→ TASK BRIEF:
Both the line with "Query: boy's dark shorts" and the line with "Query: woven basket" in the records below must appear in the output, along with every line between them, exactly and with nothing added.

__________________________________________________

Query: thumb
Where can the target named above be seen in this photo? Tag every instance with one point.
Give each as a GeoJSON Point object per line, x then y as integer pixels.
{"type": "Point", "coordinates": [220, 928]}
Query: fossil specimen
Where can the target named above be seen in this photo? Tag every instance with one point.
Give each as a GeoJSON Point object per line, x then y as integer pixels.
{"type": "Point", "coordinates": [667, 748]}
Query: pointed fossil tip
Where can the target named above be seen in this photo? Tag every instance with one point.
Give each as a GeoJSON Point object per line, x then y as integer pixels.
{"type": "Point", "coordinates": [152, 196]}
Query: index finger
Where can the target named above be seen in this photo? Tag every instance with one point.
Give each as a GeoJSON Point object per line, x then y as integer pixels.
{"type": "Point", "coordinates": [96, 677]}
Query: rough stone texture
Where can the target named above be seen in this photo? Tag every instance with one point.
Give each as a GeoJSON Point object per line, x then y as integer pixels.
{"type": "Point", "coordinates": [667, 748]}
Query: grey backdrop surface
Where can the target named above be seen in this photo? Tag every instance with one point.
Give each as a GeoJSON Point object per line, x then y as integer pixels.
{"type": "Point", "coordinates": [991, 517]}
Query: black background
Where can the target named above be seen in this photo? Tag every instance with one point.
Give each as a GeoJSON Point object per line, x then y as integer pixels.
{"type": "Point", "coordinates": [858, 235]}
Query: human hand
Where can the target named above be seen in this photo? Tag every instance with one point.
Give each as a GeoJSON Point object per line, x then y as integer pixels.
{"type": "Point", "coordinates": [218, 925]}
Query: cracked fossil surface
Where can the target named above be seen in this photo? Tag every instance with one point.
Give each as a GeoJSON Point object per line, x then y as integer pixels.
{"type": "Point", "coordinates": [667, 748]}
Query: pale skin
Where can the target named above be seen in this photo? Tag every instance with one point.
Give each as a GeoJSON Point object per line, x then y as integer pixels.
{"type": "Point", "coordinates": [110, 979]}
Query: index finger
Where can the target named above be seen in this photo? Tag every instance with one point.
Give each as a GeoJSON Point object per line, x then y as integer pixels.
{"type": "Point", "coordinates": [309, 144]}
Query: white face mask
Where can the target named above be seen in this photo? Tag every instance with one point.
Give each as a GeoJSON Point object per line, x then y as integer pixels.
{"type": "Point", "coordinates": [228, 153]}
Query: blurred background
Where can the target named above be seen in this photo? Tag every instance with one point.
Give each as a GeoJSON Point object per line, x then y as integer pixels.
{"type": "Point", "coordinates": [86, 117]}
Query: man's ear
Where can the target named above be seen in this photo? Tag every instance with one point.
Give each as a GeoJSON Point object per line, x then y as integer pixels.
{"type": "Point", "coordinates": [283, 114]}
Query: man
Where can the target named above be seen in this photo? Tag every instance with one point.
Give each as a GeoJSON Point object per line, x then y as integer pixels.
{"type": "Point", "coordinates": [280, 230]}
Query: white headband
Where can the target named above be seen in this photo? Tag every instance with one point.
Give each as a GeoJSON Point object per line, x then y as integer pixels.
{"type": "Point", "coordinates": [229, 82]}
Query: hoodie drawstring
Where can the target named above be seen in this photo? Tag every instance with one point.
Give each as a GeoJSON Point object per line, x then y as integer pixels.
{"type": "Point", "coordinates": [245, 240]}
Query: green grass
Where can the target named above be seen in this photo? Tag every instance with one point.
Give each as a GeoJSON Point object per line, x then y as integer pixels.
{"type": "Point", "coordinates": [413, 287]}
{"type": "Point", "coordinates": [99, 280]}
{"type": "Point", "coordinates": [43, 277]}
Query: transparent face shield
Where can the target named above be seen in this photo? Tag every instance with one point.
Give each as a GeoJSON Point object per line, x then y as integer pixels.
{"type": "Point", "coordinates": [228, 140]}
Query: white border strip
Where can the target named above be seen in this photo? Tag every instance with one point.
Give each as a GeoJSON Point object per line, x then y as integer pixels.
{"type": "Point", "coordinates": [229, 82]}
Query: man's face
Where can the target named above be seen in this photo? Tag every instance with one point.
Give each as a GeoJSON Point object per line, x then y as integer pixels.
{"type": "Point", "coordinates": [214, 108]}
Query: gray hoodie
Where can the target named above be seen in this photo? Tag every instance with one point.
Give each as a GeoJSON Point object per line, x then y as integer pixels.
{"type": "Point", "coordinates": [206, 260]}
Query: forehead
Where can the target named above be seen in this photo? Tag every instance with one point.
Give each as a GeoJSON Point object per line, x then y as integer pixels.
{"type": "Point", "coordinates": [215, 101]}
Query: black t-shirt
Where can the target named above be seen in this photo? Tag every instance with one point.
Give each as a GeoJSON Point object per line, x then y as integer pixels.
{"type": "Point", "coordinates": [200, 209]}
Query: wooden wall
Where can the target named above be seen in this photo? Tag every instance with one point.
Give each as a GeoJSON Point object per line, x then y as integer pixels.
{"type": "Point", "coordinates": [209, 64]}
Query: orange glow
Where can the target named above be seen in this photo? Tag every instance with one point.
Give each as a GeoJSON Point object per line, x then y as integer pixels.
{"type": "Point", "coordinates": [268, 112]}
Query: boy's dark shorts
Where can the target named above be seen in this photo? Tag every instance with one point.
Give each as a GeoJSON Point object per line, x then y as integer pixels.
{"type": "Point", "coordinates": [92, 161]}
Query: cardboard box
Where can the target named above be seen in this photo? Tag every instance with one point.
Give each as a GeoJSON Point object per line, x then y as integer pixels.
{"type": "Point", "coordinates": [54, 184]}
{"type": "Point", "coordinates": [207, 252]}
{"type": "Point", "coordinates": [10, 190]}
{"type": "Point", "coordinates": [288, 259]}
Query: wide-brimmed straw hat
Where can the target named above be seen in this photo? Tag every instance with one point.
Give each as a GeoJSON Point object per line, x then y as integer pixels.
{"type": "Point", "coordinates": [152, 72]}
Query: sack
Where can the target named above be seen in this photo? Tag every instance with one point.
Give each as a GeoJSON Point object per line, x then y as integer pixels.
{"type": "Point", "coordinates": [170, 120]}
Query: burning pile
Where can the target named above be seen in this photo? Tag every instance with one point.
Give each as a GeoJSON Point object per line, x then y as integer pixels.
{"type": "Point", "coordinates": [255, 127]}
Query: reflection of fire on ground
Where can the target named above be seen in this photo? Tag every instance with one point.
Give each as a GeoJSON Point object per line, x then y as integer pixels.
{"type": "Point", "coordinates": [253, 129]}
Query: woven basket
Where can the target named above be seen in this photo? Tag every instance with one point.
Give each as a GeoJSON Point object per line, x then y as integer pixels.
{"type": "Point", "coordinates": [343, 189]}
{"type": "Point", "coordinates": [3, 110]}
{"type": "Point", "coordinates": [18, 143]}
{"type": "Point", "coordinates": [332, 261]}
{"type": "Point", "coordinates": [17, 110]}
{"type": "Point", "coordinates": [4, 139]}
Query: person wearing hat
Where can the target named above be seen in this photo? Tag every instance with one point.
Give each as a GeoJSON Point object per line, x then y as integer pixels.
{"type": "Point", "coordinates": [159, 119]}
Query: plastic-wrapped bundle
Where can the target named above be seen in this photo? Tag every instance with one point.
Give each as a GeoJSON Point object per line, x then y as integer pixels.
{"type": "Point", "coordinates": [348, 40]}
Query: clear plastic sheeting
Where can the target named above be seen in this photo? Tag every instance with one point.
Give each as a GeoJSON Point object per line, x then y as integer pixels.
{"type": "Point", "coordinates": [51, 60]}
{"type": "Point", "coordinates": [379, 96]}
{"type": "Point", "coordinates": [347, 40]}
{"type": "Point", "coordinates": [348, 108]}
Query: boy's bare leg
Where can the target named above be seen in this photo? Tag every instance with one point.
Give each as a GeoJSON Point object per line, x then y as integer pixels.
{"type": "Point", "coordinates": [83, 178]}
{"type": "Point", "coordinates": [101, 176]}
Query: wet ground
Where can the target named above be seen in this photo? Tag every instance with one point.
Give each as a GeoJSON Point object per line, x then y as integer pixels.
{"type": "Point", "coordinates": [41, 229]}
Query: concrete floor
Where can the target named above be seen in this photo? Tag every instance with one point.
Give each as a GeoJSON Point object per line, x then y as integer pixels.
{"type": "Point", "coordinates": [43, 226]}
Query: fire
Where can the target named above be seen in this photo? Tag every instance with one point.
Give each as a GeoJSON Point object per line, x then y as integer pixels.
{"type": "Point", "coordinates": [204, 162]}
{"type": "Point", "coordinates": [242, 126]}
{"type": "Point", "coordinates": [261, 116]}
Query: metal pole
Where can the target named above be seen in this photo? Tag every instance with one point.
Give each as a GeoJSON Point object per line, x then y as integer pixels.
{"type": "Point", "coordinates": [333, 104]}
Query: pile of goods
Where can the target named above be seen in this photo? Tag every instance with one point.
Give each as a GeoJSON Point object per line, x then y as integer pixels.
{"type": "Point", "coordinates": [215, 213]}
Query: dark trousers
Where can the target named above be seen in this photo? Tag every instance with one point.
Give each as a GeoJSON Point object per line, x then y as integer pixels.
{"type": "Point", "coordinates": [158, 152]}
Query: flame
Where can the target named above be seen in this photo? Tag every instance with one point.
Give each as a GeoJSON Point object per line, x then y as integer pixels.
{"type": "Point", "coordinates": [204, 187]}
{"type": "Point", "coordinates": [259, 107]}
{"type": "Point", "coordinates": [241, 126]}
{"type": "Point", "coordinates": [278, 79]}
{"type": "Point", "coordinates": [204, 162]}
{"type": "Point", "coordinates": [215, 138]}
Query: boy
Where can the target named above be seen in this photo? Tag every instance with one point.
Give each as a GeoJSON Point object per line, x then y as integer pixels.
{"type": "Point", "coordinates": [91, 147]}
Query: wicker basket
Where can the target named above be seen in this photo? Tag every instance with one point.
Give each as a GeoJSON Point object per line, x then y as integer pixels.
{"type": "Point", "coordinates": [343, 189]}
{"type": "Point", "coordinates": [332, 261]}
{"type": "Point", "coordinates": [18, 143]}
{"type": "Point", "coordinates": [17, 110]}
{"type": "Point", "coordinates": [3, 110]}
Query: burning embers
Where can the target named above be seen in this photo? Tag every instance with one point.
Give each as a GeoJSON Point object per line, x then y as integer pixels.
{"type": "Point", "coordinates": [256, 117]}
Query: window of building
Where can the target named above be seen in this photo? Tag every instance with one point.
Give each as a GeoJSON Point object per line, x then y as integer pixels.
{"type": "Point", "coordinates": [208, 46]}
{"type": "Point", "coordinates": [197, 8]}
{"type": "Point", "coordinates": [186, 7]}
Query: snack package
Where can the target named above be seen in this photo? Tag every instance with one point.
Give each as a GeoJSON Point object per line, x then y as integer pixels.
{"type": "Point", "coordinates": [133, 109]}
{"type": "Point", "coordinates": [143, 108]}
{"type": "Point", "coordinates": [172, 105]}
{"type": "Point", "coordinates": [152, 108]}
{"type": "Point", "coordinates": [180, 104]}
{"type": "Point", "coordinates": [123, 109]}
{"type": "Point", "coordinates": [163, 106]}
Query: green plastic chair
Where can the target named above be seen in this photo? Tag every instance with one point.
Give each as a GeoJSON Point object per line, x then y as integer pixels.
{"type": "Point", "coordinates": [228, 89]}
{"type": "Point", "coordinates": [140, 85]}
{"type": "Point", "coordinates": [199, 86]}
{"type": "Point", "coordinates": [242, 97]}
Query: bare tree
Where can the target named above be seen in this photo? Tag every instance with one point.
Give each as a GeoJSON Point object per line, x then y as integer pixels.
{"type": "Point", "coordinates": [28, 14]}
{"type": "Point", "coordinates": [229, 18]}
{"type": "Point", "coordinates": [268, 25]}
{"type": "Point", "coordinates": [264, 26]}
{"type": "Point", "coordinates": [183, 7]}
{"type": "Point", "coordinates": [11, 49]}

__________________________________________________

→ TASK ANSWER:
Query: boy's dark shorts
Where can the target named above be seen in this photo? Tag every instance with one point.
Give each as a GeoJSON Point object per line, x then y as integer pixels.
{"type": "Point", "coordinates": [92, 161]}
Query: cardboard box
Where can the target named above be seen in this photo? Tag every instance with one point.
Give each as a GeoJSON Point object per line, x then y as integer pixels.
{"type": "Point", "coordinates": [54, 184]}
{"type": "Point", "coordinates": [207, 252]}
{"type": "Point", "coordinates": [10, 190]}
{"type": "Point", "coordinates": [288, 259]}
Query: wide-brimmed straw hat
Where can the target named above be seen in this photo? Tag every instance with one point.
Give each as a GeoJSON Point object per line, x then y as integer pixels.
{"type": "Point", "coordinates": [152, 72]}
Query: sack
Where can the target named above be seen in this photo? Tag every instance with one point.
Give each as a GeoJSON Point object per line, x then y as integer pixels.
{"type": "Point", "coordinates": [170, 120]}
Query: burning pile
Where can the target named above be seen in this photo? Tag every instance with one point.
Give each as a GeoJSON Point object per line, x then y as integer pixels.
{"type": "Point", "coordinates": [255, 127]}
Query: reflection of fire on ground
Where can the target named above be seen in this photo? Tag every instance with one point.
Give each as a GeoJSON Point object per line, x then y as integer pixels.
{"type": "Point", "coordinates": [253, 129]}
Query: woven basket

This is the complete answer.